◆ Texto fornecido
• • • • • • •

Como eu simplesmente amo psicologia e psiquiatria, tentei construir um psicológico transtornado alinhado com a história da personagem.

Shivani
o manipulado se torna o manipulador.

MBTI dela é ENTP-A, uma personalidade inovadora e criativa, mas também muito intuitiva e insensível.

O comportamento obsessivo compulsivo que a personagem se encontra (no livro vindo de uma maldição) é uma inspiração romantizada dos síntomas de TOC grave e do comportamento de pessoas com transtorno bipolar e sociopatia.

Sintomas no humor de pessoas com obsessão podem variar de ansiedade, violência consigo mesmo e outros, apreensão, ataque de Pânico, culpa, hipervigilância, impulsividade, obsessões sexuais, movimentos ou comportamentos repetitivos. Obsessões com imagens intrusivas e persistentes.

Os sintomas de sociopatia que inspiraram os comportamentos da personagem são: comportamento manipulador, comportamentos de risco, desonestidade, hostilidade, irresponsabilidade, agressão, irritabilidade ou falta de moderação, descontentamento geral, raiva, tédio, abuso de substâncias, dependência física de substâncias.

Assim começamos nossa análise, esse comportamento se dá pela contingencia do ambiente em que ela cresceu e do ambiente em que ela vive.

• • • • • • •

◆ Dados fornecidos

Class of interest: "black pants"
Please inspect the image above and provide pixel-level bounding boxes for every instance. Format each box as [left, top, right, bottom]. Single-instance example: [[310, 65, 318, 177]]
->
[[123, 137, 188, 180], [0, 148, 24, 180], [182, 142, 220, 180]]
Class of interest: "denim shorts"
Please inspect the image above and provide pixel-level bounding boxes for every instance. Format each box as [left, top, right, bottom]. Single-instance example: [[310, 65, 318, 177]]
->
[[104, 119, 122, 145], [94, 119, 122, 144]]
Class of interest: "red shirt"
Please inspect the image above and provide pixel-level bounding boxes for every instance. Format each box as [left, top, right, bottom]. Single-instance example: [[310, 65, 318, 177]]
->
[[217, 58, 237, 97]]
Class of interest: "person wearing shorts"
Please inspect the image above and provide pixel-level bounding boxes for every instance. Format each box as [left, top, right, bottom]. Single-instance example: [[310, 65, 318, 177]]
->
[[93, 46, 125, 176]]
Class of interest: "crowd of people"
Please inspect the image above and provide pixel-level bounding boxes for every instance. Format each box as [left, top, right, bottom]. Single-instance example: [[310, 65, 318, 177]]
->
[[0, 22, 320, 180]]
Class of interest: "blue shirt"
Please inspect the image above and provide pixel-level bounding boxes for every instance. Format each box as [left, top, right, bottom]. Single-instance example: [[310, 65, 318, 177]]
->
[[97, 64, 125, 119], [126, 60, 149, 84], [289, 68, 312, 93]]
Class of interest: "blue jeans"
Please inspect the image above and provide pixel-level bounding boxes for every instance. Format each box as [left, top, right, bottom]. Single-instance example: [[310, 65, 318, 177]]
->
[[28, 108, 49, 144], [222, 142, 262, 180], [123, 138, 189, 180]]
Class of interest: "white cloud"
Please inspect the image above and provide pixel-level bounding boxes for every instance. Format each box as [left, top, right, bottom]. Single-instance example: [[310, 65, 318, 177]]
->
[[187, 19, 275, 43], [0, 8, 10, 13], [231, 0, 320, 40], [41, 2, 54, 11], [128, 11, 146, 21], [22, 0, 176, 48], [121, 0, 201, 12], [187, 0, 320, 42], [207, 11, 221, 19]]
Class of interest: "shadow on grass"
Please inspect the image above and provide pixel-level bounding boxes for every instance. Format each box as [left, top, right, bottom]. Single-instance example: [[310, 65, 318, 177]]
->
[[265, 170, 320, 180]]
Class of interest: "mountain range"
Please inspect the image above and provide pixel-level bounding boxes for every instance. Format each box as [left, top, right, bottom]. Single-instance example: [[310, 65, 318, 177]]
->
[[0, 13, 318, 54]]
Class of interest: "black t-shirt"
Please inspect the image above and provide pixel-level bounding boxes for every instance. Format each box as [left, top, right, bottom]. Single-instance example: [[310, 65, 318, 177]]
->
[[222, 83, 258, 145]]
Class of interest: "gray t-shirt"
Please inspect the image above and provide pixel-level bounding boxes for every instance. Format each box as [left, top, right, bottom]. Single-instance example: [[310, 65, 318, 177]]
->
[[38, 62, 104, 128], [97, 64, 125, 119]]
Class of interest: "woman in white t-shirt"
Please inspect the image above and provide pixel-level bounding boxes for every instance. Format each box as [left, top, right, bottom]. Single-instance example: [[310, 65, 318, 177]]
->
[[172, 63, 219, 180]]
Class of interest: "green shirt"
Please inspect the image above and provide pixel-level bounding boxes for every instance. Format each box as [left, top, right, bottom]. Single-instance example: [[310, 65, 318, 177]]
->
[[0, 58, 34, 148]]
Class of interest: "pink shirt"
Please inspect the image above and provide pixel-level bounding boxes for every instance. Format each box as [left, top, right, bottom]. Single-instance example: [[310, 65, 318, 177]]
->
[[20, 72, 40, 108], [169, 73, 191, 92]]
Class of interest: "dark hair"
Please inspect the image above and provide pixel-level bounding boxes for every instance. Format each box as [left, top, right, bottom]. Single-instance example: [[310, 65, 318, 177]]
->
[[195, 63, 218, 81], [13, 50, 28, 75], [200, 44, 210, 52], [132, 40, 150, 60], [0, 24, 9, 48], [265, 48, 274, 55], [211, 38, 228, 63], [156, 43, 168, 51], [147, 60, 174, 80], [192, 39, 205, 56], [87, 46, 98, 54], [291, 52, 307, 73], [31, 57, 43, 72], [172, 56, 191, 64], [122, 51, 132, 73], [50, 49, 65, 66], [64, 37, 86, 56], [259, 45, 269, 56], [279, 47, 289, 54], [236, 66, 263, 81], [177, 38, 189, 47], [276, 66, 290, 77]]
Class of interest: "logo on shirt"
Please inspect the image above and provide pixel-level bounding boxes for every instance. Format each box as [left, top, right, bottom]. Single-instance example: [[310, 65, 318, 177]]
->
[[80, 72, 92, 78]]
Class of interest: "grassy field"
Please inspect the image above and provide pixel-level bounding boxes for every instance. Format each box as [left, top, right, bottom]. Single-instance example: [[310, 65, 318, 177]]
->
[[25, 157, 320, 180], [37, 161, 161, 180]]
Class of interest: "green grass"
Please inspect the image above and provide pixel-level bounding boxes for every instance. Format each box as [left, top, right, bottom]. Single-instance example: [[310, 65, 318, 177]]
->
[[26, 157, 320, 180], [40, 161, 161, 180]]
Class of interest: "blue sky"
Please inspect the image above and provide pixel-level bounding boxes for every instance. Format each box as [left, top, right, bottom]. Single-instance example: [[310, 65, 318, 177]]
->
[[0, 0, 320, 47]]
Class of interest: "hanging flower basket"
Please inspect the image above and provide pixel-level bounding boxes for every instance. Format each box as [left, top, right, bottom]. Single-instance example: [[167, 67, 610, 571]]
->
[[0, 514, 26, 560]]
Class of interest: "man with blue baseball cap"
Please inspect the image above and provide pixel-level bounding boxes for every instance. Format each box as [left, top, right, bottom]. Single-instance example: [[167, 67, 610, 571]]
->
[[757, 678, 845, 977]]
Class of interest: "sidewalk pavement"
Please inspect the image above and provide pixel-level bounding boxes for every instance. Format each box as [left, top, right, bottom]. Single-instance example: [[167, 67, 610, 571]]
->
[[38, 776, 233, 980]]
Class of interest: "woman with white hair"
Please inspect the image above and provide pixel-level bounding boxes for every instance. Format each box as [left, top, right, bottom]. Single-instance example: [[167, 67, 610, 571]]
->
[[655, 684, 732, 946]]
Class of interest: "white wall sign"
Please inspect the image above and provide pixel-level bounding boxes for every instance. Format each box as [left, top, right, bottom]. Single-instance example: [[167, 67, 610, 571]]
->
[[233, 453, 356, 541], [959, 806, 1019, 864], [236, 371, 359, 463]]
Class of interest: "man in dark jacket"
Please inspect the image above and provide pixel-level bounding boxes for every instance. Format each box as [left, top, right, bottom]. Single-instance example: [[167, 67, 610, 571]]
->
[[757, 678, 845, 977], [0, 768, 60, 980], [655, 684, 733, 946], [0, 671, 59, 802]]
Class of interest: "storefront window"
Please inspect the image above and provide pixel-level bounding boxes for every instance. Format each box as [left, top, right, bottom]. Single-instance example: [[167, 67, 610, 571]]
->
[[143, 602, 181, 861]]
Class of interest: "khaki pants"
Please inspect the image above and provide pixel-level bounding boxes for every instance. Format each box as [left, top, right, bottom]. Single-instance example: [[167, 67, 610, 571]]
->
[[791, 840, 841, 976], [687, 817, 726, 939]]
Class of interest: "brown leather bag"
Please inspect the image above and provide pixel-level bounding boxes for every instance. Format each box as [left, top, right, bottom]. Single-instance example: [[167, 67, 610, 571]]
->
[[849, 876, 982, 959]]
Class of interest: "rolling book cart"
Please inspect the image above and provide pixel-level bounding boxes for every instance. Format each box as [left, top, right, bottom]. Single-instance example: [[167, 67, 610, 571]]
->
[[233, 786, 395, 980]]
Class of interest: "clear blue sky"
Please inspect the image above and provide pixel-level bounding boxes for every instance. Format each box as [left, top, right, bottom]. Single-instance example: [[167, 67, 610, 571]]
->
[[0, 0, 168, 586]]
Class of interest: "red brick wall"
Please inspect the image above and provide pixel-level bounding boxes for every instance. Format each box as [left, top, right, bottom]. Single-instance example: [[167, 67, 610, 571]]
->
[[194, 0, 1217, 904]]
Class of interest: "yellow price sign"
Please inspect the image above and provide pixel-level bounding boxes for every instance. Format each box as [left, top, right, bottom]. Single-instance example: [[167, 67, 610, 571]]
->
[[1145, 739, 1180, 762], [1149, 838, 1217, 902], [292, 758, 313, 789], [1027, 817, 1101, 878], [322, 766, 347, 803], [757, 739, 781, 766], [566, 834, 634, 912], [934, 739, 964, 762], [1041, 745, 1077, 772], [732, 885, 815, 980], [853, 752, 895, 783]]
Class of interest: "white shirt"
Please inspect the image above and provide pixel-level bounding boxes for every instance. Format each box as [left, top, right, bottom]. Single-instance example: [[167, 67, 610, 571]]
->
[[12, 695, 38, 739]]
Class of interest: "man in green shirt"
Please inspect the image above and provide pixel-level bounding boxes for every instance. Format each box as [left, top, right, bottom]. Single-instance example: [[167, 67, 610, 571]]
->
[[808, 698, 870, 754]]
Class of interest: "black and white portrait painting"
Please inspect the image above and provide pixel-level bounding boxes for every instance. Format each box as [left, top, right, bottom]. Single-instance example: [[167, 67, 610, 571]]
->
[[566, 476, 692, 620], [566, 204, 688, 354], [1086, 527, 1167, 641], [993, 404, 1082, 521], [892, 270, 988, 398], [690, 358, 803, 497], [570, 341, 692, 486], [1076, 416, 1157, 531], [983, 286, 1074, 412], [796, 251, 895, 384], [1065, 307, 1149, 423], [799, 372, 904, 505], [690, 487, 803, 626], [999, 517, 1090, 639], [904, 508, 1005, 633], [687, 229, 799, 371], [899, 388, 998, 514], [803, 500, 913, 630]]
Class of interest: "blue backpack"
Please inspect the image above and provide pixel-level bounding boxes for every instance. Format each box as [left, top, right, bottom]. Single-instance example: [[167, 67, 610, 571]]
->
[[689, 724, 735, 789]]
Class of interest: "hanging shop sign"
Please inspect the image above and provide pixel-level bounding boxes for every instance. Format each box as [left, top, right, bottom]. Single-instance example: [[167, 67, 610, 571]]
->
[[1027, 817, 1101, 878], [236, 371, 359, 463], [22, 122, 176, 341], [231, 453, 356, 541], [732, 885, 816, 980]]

• • • • • • •

◆ O que fazer
**a)** Transcreva, sem alterações, o trecho do texto fornecido que começa em "Como eu simplesmente" e termina em "intrusivas e persistentes.".
**b)** Dê seguimento ao texto sobre o perfil psicológico da personagem Shivani a partir de onde ele termina.

◆ Resultados das tarefas
**a)**
Como eu simplesmente amo psicologia e psiquiatria, tentei construir um psicológico transtornado alinhado com a história da personagem.

Shivani
o manipulado se torna o manipulador.

MBTI dela é ENTP-A, uma personalidade inovadora e criativa, mas também muito intuitiva e insensível.

O comportamento obsessivo compulsivo que a personagem se encontra (no livro vindo de uma maldição) é uma inspiração romantizada dos síntomas de TOC grave e do comportamento de pessoas com transtorno bipolar e sociopatia.

Sintomas no humor de pessoas com obsessão podem variar de ansiedade, violência consigo mesmo e outros, apreensão, ataque de Pânico, culpa, hipervigilância, impulsividade, obsessões sexuais, movimentos ou comportamentos repetitivos. Obsessões com imagens intrusivas e persistentes.

**b)**
Shivani cresceu num ambiente afetivamente inibido, em que sucesso era a moeda de troca para atenção. Sem contato exterior com crianças da mesma idade nem com pais emocionalmente presentes. Ela se apoiou na disciplina que era a presença paterna por seus primeiros dez anos de infância, já com noções deturpadas de relacionamentos e moralidade, aprendendo princípios de violência e manipulação. Há um neurodesenvolvimento já pressuposto a fazer-la se tornar alguém com essas características.

Ela já cresceu em um ambiente tóxico, mesmo que colocasse o pai em um pedestal até certa idade. Até os dez anos Shivani não estava consciente da própria hipervigilância perto dele, de como ela confundia desconforto com necessidade de aprovação.

E é aqui que entra o ponto principal, que é quando ela quebra esse primeiro comportamento. Começa com o encontro com a mãe, a quebra das expectativas e a experiência traumática no local que deveria ser "especial". Shivani.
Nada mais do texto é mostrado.